- **Brief**:
Print all entries word for word.

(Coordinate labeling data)
- - - - -

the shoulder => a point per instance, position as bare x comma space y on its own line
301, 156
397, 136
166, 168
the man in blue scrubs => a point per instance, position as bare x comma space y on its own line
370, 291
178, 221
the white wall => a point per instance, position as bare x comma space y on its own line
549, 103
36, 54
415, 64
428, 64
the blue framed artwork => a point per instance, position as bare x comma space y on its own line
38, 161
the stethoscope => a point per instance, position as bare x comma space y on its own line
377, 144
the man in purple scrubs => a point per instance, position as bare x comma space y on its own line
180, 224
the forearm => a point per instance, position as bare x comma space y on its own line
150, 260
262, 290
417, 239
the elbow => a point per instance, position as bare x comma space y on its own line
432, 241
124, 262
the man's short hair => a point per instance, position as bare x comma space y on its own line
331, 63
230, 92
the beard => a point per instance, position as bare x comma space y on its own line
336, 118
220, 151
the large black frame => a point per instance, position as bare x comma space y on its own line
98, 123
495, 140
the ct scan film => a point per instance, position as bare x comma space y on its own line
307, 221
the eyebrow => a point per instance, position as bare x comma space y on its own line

- - - - -

- **Solution**:
the shoulder => a point per instance, position as bare x comma space y on its own line
301, 156
397, 136
166, 168
the man in blue scrubs => a point per instance, position as bare x comma space y on its own line
370, 291
178, 221
the white wall => a point per instance, position as bare x comma space y on its own line
549, 103
36, 54
415, 64
428, 64
the blue framed artwork => a point per instance, position as bare x comma space y on its own line
38, 161
the stethoscope => a point per instance, position as bare x comma space y on its own line
377, 144
the man in purple scrubs => a point per instance, position as bare x comma space y on its own line
180, 224
the forearm => a point per instance, position as bare x comma space y on its own line
150, 260
262, 290
417, 239
the elbow => a point per instance, position as bare x comma space y on its own line
432, 241
124, 262
the man's short hair => a point per instance, position as bare x comma space y on its own line
331, 63
230, 92
the beard => a point per instance, position as bare x comma space y on its own line
336, 118
220, 151
the large black frame => a point per instance, position as bare x comma space y on its own line
98, 123
495, 140
the ct scan film => a point per instance, position as bare x comma space y on its own line
307, 221
the eyebrow => a point per instance, position as bare x comma space y on its own line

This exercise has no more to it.